## [SOURCE]
* Begin *
Rich countries should pay feed-in tariff
Rich countries should bear the cost of feed-in tariffs for developing
countries to develop renewable energies, World Wind Energy Association (WWEA)
Secretary General Stefan Gsaenger said.
"It's difficult for many developing countries to finance such an
instrument, a feed-in tariff, which has been proved to be the best way
to develop renewable energy," Gsaenger said during the second round of
United Nations climate talks in Bonn.
"Out of the funds pledged by those rich countries, money should be
given to the developing countries' governments, so they can set up a
national fund to cover the additional cost (of alternative energy over)
the average electricity price," Gsaenger said.
Feed-in tariffs is a policy mechanism adopted by many developed
countries to subsidize sectors that use renewable energies to generate
electricity.
Germany serves as a good example of adopting feed-in tariffs to boost
its wind and solar energy sectors, and the cost of such a tariff is
undertaken by all German electricity consumers, said the expert, who
suggested the setting up of a "global feed-in tariff program" to make it
workable.
* End *
## [SET EXERCISE]
Write out the feed-in tariff article between "Rich countries should pay" and "Stefan Gsaenger said.", inclusive, and change "Secretary General" to "head".

## [DATA SHOWN]
* Begin *
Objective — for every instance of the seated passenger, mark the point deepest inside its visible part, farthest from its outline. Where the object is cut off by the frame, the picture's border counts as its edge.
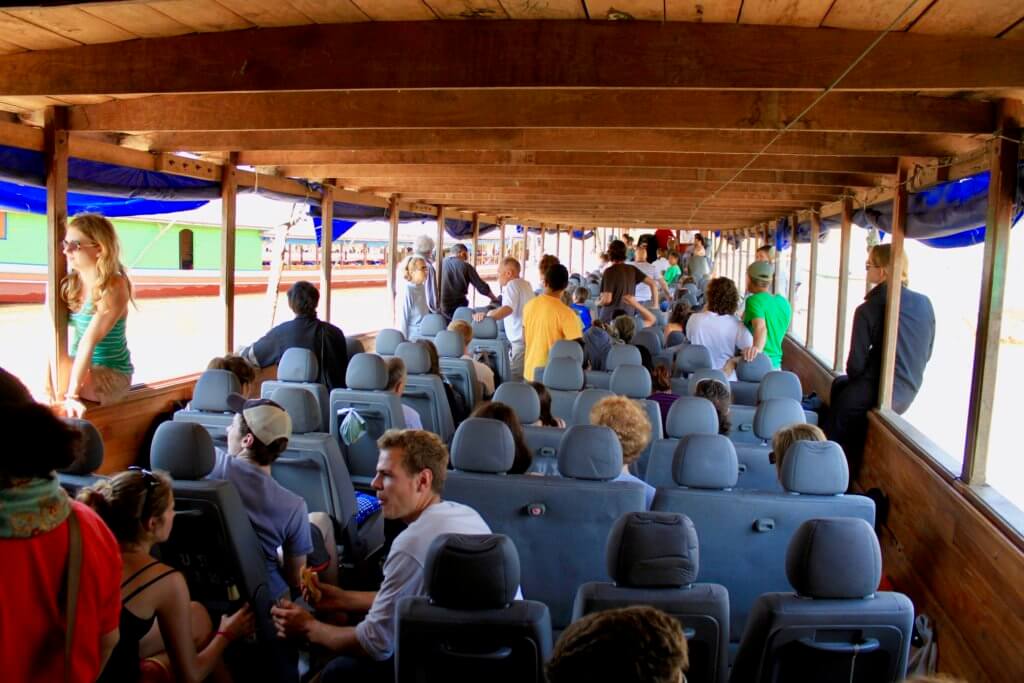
* End *
## [RESULT FOR THIS EXERCISE]
Rich countries should pay feed-in tariff
Rich countries should bear the cost of feed-in tariffs for developing
countries to develop renewable energies, World Wind Energy Association (WWEA)
head Stefan Gsaenger said.